**TEXT**.
⁂
Jürgen Schuster ist auf allen Kontinenten Marathon gelaufen - doch keiner dieser Läufe wird ihm so in Erinnerung bleiben wie sein letzter in der Antarktis. Ein außergewöhnliches Abenteuer.
Es sind knapp 42,2 Kilometer, die ein Marathonläufer zurücklegen muss - für die meisten Menschen eine unvorstellbare Strecke, selbst unter normalen Bedingungen. Nicht für Jürgen Schuster. Der Forchheimer hat bereits zahlreiche Läufe hinter sich - und das auf allen Kontinenten der Erde. Sein letzter Marathon führte den 49-Jährigen in die Antarktis.
⁂
(Einträge des Datensatzes)
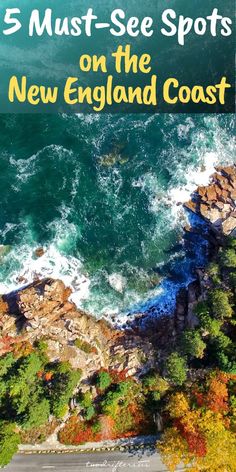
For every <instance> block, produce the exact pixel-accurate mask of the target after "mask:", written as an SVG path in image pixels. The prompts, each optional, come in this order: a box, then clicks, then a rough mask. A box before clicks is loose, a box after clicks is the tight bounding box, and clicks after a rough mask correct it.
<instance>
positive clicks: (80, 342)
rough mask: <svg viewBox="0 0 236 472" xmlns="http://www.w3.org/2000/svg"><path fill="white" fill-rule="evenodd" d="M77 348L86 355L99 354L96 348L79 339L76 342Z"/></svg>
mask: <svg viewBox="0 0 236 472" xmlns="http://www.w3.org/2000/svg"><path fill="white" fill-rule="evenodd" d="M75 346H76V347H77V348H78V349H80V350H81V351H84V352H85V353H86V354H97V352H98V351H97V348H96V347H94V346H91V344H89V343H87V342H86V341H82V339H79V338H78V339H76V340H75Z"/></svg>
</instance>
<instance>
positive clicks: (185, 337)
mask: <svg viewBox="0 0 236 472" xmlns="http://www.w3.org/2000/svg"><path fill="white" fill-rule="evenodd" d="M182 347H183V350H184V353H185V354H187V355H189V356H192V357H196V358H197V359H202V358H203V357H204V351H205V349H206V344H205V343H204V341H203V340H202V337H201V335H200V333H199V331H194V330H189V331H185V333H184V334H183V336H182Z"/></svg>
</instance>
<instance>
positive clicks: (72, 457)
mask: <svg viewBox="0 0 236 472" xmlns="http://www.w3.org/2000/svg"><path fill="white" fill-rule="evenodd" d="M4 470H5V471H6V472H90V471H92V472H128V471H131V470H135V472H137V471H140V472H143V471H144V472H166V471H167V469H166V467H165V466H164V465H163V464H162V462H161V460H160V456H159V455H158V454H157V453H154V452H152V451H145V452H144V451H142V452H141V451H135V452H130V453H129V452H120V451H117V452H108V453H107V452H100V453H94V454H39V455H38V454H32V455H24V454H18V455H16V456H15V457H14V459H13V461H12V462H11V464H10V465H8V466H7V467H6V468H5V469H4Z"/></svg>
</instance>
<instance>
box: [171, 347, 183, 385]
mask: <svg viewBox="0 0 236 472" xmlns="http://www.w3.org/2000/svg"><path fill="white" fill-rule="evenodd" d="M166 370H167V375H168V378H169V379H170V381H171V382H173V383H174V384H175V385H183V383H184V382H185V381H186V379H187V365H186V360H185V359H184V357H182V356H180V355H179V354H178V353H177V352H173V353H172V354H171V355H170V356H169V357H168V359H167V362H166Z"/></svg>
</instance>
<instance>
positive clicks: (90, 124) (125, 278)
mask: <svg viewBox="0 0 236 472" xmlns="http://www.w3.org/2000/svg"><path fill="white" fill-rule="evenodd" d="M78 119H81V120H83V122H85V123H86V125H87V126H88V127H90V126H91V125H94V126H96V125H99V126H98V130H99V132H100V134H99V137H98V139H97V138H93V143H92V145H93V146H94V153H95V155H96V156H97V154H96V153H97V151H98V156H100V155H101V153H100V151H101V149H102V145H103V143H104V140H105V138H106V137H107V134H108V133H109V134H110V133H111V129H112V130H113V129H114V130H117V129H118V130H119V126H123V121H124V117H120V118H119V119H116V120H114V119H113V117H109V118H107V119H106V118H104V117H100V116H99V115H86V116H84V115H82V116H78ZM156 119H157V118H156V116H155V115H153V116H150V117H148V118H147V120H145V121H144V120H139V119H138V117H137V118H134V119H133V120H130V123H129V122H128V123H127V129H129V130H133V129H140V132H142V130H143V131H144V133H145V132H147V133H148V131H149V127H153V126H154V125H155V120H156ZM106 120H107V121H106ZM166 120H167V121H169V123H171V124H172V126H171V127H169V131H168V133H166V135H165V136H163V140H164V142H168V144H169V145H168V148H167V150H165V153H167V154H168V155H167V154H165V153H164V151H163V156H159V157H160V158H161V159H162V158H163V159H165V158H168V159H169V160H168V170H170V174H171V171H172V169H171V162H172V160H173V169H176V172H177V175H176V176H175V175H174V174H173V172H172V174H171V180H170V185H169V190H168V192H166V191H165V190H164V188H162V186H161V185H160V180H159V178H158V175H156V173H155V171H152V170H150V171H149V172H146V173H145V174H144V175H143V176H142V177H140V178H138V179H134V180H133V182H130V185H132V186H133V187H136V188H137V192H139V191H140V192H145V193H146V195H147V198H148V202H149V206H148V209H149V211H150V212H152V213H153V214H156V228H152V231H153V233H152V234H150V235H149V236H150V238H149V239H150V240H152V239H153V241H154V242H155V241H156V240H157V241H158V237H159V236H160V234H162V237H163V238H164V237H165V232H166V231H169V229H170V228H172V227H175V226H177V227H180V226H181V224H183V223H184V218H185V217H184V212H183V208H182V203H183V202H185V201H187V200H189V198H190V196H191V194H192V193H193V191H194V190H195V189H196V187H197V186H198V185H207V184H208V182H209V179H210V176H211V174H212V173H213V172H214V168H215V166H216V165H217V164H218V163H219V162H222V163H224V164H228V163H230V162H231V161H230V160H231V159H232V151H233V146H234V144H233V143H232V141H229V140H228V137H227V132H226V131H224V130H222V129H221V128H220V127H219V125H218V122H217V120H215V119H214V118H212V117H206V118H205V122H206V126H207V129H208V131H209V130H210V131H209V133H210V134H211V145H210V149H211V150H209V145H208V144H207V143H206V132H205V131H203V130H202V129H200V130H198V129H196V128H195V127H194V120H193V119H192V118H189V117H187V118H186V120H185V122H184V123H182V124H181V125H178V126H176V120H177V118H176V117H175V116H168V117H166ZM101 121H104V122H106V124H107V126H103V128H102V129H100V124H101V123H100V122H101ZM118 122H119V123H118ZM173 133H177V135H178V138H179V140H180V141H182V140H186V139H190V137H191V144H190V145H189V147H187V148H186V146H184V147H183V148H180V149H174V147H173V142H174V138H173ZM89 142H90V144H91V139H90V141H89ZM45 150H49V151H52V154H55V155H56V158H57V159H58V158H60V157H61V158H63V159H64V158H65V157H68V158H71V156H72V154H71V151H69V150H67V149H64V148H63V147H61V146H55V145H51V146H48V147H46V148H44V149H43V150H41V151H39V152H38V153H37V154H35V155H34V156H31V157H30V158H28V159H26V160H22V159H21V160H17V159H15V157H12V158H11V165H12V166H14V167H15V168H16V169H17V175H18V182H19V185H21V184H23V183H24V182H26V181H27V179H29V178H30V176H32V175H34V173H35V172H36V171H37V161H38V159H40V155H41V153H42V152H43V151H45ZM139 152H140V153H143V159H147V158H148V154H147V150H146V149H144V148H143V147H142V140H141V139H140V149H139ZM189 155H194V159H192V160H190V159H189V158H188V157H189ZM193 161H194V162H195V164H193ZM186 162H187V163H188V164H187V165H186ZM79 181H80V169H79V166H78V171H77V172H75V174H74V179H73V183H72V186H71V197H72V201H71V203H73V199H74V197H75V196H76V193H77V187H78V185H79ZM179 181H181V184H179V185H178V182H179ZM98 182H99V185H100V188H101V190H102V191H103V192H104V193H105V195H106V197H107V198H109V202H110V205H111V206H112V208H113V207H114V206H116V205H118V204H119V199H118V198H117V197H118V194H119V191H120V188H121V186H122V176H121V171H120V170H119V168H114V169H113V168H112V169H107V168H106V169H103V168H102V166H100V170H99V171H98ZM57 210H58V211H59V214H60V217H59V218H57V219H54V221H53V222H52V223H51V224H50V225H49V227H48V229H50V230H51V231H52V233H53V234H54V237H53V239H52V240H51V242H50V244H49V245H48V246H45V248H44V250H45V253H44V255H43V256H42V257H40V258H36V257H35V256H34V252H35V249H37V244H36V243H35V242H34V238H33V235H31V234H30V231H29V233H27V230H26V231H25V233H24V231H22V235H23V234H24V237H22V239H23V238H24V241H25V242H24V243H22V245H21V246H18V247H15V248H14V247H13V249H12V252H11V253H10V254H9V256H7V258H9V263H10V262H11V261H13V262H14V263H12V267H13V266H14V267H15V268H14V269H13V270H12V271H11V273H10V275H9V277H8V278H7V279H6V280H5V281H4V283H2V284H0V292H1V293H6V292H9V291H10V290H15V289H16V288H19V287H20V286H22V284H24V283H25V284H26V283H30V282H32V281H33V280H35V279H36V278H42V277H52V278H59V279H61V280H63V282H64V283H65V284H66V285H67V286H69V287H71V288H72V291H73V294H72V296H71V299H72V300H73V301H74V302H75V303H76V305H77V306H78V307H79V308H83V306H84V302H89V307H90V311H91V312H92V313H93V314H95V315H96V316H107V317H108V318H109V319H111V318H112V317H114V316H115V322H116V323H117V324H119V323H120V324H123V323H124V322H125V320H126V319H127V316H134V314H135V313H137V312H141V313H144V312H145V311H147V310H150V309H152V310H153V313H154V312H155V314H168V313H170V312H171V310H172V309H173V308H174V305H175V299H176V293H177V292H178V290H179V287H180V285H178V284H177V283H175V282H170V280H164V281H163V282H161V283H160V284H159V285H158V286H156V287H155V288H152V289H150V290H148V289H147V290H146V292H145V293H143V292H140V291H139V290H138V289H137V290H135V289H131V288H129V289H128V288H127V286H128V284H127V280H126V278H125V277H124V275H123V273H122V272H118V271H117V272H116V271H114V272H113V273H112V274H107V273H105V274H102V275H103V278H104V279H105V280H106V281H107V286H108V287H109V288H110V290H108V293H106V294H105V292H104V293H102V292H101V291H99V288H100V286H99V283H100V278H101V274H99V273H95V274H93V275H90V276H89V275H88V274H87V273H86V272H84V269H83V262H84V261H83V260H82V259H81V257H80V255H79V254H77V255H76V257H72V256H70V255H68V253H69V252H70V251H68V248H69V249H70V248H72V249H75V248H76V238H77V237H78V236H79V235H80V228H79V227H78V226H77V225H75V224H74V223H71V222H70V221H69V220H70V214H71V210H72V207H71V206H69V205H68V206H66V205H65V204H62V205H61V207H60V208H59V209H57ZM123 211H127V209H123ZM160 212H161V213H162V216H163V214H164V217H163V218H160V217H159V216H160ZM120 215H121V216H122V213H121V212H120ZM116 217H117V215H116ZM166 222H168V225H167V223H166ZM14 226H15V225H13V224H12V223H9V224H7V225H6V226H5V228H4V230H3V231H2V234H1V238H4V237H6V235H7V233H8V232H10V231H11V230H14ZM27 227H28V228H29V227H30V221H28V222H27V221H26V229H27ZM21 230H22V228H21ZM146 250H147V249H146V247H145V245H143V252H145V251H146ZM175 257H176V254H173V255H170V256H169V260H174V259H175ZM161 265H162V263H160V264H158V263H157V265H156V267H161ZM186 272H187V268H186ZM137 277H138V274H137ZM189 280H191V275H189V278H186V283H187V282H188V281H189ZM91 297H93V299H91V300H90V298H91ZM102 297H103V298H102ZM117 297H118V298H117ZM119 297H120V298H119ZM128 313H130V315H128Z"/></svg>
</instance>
⁂
**AUFGABEN**.
A) Gib jeden Satz des Textes über Jürgen Schuster wieder, der einen Gedankenstrich enthält.
B) Fasse den Text über Jürgen Schuster in zwei Sätzen zusammen.
Die Einträge spielen hierfür keine Rolle.

**LÖSUNGEN**.
A)
- Jürgen Schuster ist auf allen Kontinenten Marathon gelaufen - doch keiner dieser Läufe wird ihm so in Erinnerung bleiben wie sein letzter in der Antarktis.
- Es sind knapp 42,2 Kilometer, die ein Marathonläufer zurücklegen muss - für die meisten Menschen eine unvorstellbare Strecke, selbst unter normalen Bedingungen.
- Der Forchheimer hat bereits zahlreiche Läufe hinter sich - und das auf allen Kontinenten der Erde.

B) Der Forchheimer Jürgen Schuster ist auf allen Kontinenten Marathon gelaufen, also jeweils knapp 42,2 Kilometer. Sein letzter Marathon führte den 49-Jährigen in die Antarktis, und keiner seiner Läufe wird ihm so in Erinnerung bleiben wie dieser.